(Dataset)

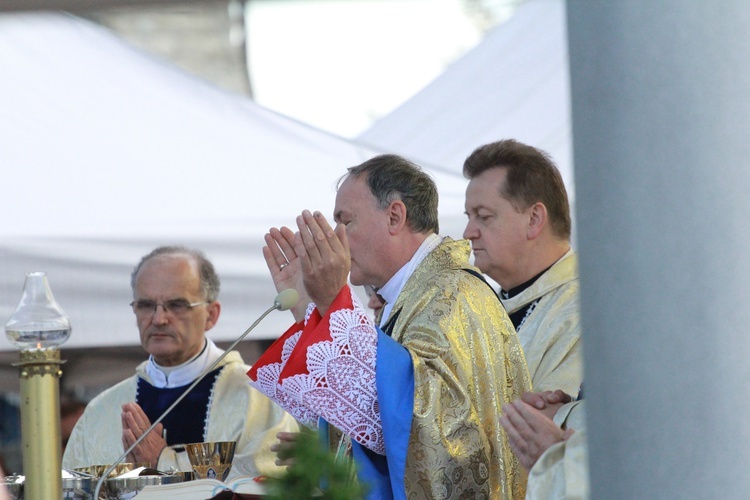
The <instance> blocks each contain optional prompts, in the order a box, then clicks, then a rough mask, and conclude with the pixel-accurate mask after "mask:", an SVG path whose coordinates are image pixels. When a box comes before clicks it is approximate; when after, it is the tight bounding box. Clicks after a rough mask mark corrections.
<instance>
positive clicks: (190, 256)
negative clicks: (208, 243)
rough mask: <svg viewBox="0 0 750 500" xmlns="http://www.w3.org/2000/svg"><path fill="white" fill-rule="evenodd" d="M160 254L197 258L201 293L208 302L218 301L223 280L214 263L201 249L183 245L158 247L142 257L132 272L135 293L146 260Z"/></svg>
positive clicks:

(End Dataset)

When you output the entries, keep each line exactly as it is and leave out any pictures.

The <instance> blocks each contain optional prompts, in the order a box, then clicks, then a rough mask, and conclude with the pixel-accurate mask after "mask:", an SVG path whose coordinates are image pixels. When a box comes before clicks it is approximate; when after, it is the tight bounding box. Clicks after a rough mask mark corrections.
<instance>
positive clicks: (190, 256)
negative clicks: (208, 243)
rough mask: <svg viewBox="0 0 750 500" xmlns="http://www.w3.org/2000/svg"><path fill="white" fill-rule="evenodd" d="M160 254L197 258L201 293L208 302L218 301L223 280L214 263L201 249L183 245L158 247L142 257L132 272L135 293L146 260Z"/></svg>
positive clicks:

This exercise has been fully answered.